# SOURCE PASSAGE start
The centerpiece of my analysis
is the International Criminal Police Commission (ICPC), the forerunner
of Interpol, which, founded in Vienna in 1923, is among the most enduring,
and in this sense successful, international police organizations. The origins
of the ICPC provide a useful case that can be comparatively examined in
relation to other international police initiatives that for various reasons
were not successful. Of these, I will discuss the Police Union of German
States formed in 1851, the First Congress of International Criminal Police
organized in Monaco in 1914, and the International Police Conference held
in New York in 1922.
On the basis of Max Weber’s
theories of bureaucracy, the central argument of my analysis is that international
police organizations with broad international representation could only
be formed when police institutions were sufficiently autonomous from the
political centers of their respective national states to function as relatively
independent bureaucracies. When this structural condition of institutional
autonomy was fulfilled, I further maintain, police institutions would collaborate
across the borders of their respective national jurisdictions on the basis
of a shared system of knowledge concerning the development and enforcement
of international crime. In the discussion, I will focus on the theoretical
implications of this analysis and bring out the merits of a Weberian perspective
of social control.
# SOURCE PASSAGE end
# RAW DATA start
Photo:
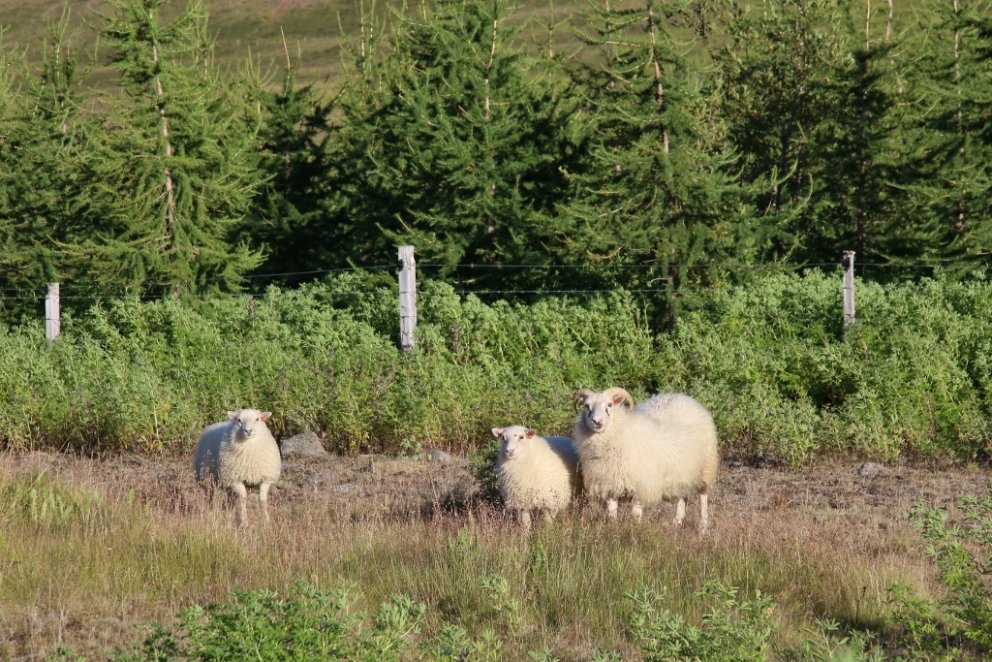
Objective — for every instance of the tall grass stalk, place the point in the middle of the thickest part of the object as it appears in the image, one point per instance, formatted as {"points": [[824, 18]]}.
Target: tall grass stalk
{"points": [[92, 577]]}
# RAW DATA end
#### WHAT IS ASKED:
According to the passage on international police organizations, where and in what year was the International Criminal Police Commission founded? Rely only on the passage on international police organizations, not on the data.

#### ANSWER TO THE TASK:
In Vienna, in 1923.